## Dataset items
◇ ◇ ◇

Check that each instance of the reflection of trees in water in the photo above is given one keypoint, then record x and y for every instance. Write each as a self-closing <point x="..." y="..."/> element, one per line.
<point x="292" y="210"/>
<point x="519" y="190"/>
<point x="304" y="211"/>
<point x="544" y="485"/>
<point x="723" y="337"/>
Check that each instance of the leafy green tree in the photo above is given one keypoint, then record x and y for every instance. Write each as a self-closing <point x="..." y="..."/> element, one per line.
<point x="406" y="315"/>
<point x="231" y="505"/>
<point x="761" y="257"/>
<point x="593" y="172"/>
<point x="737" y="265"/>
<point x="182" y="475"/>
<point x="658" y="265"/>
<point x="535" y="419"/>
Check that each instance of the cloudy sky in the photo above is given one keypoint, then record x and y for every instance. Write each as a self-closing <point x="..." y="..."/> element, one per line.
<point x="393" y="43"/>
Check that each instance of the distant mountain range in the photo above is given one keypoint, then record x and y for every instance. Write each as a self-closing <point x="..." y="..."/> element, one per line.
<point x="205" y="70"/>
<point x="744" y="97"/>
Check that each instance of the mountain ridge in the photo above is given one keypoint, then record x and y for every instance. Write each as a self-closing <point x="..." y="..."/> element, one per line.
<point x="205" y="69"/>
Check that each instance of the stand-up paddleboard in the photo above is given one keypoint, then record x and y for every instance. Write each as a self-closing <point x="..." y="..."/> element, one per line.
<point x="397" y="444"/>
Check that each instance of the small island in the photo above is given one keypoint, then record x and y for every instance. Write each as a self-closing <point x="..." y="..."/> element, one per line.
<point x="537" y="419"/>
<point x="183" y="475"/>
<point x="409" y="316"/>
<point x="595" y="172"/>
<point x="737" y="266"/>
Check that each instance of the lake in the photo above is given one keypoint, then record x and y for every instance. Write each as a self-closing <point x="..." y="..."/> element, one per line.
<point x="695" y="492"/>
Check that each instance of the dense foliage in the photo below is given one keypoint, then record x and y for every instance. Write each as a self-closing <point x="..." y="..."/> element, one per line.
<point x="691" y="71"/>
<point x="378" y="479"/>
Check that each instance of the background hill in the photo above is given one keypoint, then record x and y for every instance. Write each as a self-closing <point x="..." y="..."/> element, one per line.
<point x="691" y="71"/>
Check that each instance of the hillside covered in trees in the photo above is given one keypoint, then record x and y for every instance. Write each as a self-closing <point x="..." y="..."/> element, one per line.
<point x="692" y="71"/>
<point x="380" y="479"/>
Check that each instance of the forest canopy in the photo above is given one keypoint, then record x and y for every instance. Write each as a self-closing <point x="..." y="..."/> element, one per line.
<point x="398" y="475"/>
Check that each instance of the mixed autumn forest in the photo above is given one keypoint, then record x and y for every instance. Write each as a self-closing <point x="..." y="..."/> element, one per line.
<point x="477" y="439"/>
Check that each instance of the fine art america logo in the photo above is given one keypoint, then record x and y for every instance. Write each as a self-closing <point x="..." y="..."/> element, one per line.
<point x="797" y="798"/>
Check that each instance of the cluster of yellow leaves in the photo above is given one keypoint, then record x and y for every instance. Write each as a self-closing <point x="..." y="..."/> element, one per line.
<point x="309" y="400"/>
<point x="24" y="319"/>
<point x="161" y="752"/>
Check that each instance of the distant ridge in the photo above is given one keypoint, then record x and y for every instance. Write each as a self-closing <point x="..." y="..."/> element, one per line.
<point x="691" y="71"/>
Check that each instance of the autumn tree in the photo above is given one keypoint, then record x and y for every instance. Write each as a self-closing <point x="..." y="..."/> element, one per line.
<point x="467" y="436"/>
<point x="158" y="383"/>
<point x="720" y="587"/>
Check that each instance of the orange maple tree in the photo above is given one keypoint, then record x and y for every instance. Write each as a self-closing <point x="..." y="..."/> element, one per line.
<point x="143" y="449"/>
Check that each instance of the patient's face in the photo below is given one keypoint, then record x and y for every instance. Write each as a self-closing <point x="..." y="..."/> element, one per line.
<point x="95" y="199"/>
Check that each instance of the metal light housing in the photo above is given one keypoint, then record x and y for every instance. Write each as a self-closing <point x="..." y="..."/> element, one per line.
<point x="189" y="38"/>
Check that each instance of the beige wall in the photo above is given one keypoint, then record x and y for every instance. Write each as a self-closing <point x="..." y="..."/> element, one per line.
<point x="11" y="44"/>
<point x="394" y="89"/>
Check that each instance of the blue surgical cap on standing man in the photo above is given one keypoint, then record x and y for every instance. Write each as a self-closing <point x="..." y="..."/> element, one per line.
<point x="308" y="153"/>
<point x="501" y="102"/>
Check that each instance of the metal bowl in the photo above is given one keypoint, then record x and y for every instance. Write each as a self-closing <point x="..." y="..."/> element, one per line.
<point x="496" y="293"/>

◇ ◇ ◇

## TASK GOAL
Repeat the line containing "Check that each instance of the blue" and all subsequent lines through the final line of the data, exactly and with no others.

## TASK SOLUTION
Check that each instance of the blue surgical cap on standing man in the photo above is given one keypoint, then record x and y for every instance. Write each as a self-closing <point x="..." y="..."/> element, one per line.
<point x="308" y="153"/>
<point x="501" y="102"/>
Check that each instance of the metal bowl in the photo above is given one keypoint, then record x and y for every instance. Write each as a self-closing <point x="..." y="..."/> element, one per line.
<point x="496" y="293"/>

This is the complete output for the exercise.